>> START TEXT PROVIDED

On which I write about the books I read, science, science fiction, fantasy, and anything else that I want to. Currently trying to read and comment upon every novel that has won the Hugo and International Fantasy awards.
Tuesday, August 13, 2013
Review - The Sandman, Vol. 6: Fables and Reflections by Neil Gaiman
Short review: A collection of short tales involving Dream, Death, and the other Endless. One lesson - making deals with the Death is risky.
Haiku
Endless Morpheus
Time has no meaning for him
Inverted stories
Full review: Fables and Reflections is the sixth installment in Neil Gaiman's Sandman series and is made up of nine stories that are at best loosely connected to one another, but which serve primarily to comment on the nature of what dreams are and what they mean, as well as emphasizing just how alien and inhuman Dream truly is. One exception is the three part story Song of Orpheus that retells the mythic fable of Orpheus and Eurydice, but roots it in the unique reality of the Sandman universe, interjecting Dream, Death, and the other Endless into the narrative, filling in grey areas from the original story. Another exception is the tetrology of "emperor" stories, each telling the tale of a different ruler, and which speak to how dreams both create and limit the power of those who hold power.
The first story in the volume is Fear of Falling, a brief tale about how dreams can limit us or force us to reach greater heights. Although this story is quite short, it serves as a thematic framework for the stories that follow, showing the palpable power of human dreams to shape our lives. In large part, this book serves to answer the question of why one would focus on Dream, rather than some of the more obvious Endless such as Death, Desire, or Destiny. The answer is made clear in these tales: Because the dominion of Dream is what makes humans what they are, and what makes humans aspire to be more than that.
The hidden power of Fables and Reflections lies in the thematically linked stories concerning how dreams and ambition connect to those who would rule over others. The first three of these stories walk backwards through time, from nineteenth century United States to eighteenth century France and then to first century Rome, before reversing their flow and moving ahead to eighth century Baghdad. This jumping about in time, and at times, telling a story backwards, is a means by which it seems that Gaiman emphasizes the timelessness of Dream. As one of the Endless, Dream is immortal, and as a result, time has little meaning to him, a meaninglessness that is reflected in the story structure. But in addition to this overarching structural message, each story contains it own commentary on the nature of political power.
Arranged in two thematically linked diptychs, the first pairing Three Septembers and January with Thermidor, showing opposing scales of power and morality. Three Septembers centers on Joshua Abraham Norton, an actual historical figure who proclaimed himself Emperor of the United States in 1859. Gaiman's story places Norton at the center of a challenge issued by Despair to Dream. Norton had once been wealthy, but lost all of his fortune speculating in Peruvian rice, whereupon the story imagines that he contemplated giving in to despair and committing suicide. Despair needles Dream, suggesting that Dream is powerless to save Norton from her embrace, so Dream gives Norton a crazy and insane dream. Norton obviously has no actual power as the self-proclaimed emperor of the United States, but his version of the world is a better place than the one he actually lives in. He helps Sam Clemens when he has writer's clock. He is kind to Chinese immigrants. He is dignified with tourists, although he does object to the word "Frisco" being used as a designation for his beloved "San Francisco". As an encounter with Pain sent as an emissary from Desire shows, Norton is content with what he has, and as a result, his "proclamations" and actions are inherently unselfish. He wants nothing for himself, because he is satisfied with his own dream, so he uses his "authority" to try to shape the world in a better direction. Dreams, the story says, can save our lives and make us want the world to be a better place, even if they might make us insane as well.

>> END TEXT PROVIDED
>> START RECORDED DATA

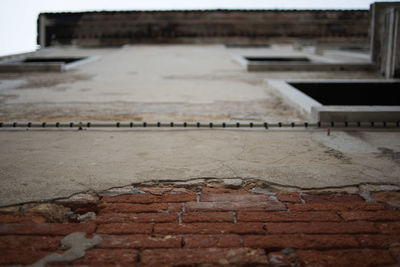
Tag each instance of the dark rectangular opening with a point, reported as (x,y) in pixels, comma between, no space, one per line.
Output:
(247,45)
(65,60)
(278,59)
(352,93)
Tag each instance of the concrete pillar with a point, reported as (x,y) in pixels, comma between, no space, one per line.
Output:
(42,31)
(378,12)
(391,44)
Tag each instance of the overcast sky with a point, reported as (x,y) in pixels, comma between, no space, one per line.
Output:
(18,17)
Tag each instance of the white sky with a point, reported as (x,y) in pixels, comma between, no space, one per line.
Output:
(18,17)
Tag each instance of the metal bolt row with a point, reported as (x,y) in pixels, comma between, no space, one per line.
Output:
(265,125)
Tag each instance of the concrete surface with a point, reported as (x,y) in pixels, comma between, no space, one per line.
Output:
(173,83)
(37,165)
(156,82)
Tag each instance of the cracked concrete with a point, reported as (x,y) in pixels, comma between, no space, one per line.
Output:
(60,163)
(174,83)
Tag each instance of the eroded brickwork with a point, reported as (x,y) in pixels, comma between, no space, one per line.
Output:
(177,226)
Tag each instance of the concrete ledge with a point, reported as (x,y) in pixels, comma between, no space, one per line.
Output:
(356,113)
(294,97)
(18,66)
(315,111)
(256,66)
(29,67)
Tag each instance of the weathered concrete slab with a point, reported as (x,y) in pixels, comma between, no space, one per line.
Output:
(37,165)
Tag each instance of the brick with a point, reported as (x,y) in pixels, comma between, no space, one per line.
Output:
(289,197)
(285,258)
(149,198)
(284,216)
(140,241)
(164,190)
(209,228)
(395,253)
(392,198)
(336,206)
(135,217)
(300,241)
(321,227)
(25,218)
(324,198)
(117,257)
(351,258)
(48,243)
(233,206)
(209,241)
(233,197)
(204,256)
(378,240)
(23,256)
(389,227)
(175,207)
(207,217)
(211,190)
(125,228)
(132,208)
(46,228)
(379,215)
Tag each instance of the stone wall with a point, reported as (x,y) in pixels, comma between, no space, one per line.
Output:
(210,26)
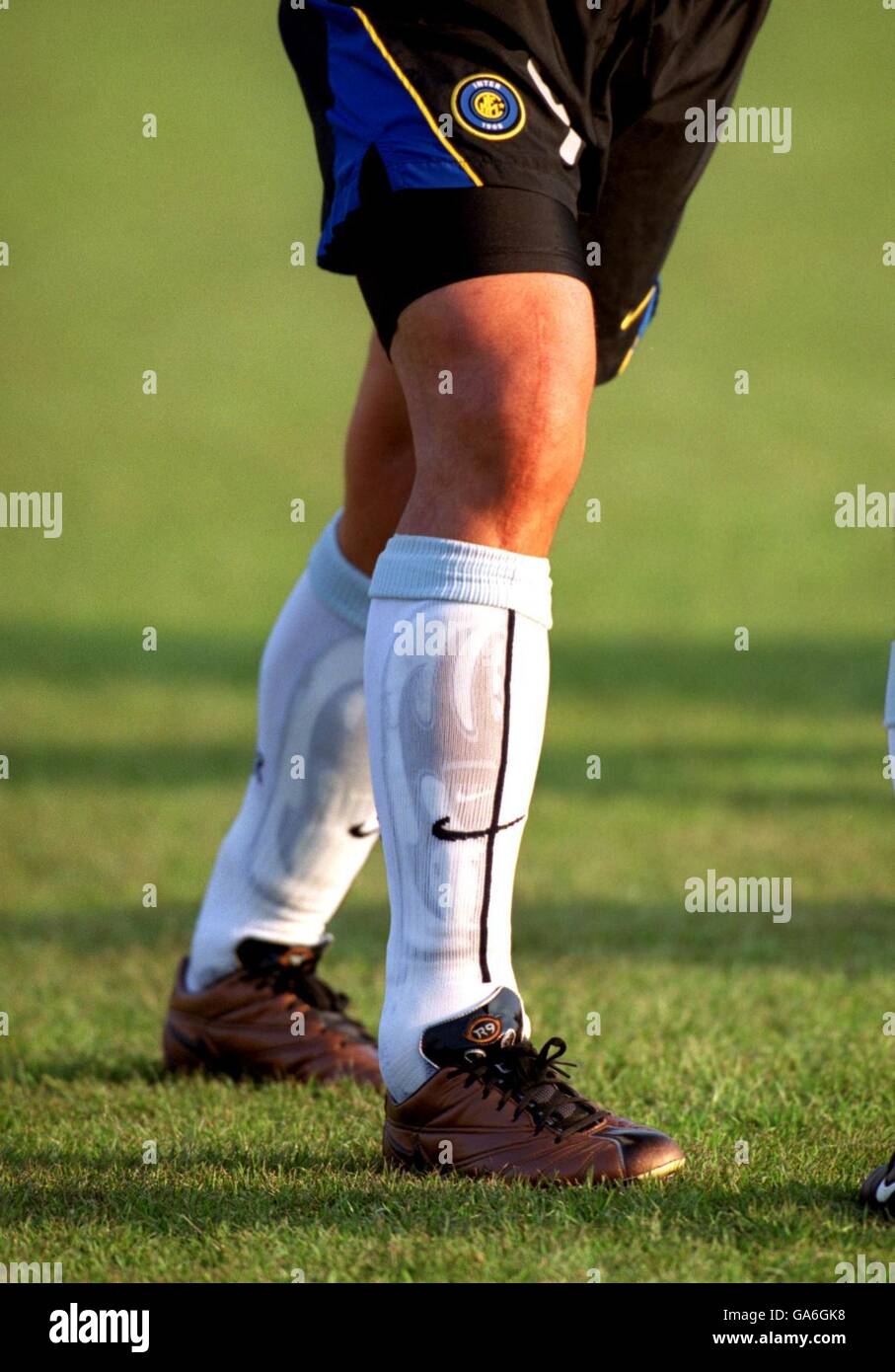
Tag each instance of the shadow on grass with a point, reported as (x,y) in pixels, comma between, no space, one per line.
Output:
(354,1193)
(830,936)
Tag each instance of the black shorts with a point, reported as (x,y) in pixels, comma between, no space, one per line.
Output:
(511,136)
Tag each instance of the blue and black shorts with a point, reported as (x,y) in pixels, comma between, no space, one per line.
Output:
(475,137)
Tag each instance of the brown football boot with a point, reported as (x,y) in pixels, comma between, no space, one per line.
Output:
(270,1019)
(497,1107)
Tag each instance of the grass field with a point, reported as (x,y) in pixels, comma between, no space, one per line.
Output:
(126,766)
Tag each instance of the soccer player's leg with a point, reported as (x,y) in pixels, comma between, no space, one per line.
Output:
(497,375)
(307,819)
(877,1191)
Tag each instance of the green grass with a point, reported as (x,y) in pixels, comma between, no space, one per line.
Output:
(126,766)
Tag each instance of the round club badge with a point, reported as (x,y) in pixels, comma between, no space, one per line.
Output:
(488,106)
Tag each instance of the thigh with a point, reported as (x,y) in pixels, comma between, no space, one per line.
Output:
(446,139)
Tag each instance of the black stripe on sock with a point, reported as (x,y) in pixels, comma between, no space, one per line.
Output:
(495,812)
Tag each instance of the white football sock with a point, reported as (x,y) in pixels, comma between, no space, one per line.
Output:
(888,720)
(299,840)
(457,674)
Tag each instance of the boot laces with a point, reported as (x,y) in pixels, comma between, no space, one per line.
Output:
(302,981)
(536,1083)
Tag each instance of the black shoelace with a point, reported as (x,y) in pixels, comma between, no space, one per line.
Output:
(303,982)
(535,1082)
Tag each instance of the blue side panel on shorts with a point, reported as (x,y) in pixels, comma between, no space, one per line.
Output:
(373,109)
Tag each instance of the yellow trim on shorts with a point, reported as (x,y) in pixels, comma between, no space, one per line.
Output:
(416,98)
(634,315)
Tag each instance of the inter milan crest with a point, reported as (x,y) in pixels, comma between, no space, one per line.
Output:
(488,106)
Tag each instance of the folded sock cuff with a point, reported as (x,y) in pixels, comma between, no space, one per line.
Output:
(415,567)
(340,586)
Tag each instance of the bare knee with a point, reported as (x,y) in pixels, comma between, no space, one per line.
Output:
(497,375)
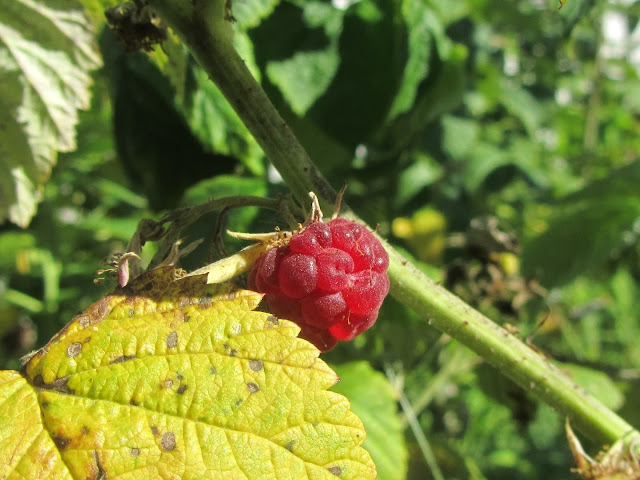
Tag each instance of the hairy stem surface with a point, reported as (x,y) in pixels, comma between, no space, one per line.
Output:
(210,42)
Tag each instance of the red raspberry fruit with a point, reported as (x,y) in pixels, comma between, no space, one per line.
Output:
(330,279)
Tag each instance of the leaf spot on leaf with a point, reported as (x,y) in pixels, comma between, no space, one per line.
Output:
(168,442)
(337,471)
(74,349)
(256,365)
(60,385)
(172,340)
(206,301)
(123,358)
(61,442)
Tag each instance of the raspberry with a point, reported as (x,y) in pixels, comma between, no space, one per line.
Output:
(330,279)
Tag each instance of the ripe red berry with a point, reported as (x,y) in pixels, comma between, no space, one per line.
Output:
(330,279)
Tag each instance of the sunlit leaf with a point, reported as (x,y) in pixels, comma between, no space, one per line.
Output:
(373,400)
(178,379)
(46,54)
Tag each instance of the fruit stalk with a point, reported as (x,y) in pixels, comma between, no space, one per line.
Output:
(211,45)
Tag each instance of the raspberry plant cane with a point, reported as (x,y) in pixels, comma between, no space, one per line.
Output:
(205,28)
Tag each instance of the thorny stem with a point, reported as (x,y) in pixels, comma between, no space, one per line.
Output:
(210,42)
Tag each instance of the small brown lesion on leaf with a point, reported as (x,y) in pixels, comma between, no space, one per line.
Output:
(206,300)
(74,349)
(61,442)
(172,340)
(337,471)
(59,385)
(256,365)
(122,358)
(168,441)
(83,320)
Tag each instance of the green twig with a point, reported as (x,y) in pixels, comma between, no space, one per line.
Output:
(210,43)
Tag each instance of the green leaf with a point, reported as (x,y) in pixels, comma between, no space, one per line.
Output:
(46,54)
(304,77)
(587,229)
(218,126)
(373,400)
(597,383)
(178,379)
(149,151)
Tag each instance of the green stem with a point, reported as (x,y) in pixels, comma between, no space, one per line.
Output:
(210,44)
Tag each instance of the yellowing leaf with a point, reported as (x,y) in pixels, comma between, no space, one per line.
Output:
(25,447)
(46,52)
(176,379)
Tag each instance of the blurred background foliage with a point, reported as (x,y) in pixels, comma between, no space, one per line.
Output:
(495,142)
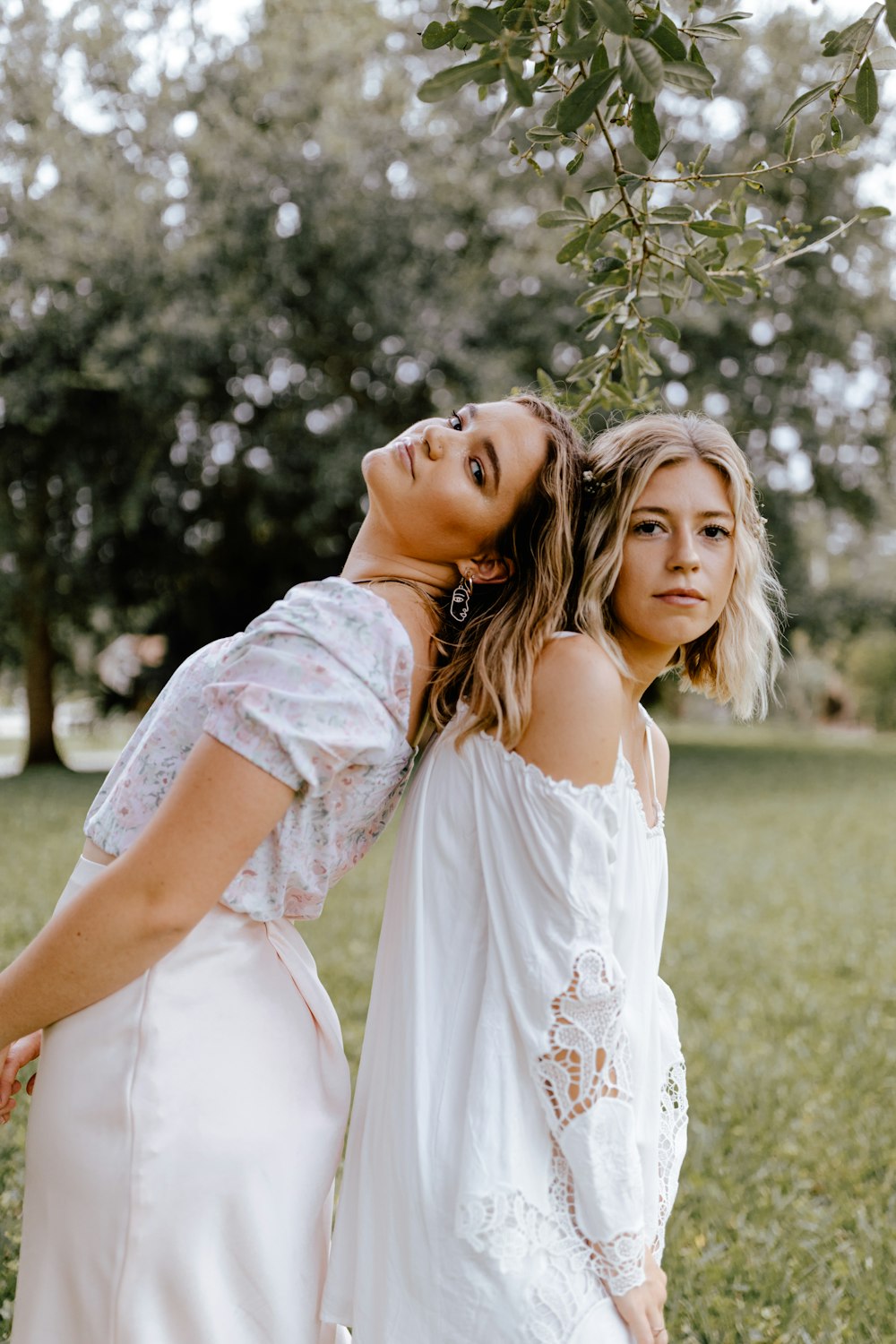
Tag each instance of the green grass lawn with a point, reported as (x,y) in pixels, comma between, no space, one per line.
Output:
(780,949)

>> END RECORDED DATA

PROMPT: Using the review of Fables and Reflections, decide whether each statement agrees with it: (a) the volume is made up of nine stories; (b) Norton lost his fortune speculating in Peruvian coffee; (c) the first of the emperor stories is set in first century Rome. For each, answer yes or no and quote the words of the review that decide it.

RESPONSE BELOW:
(a) Yes: "is made up of nine stories"
(b) No: "lost all of his fortune speculating in Peruvian rice"
(c) No: "The first three of these stories walk backwards through time, from nineteenth century United States to eighteenth century France and then to first century Rome"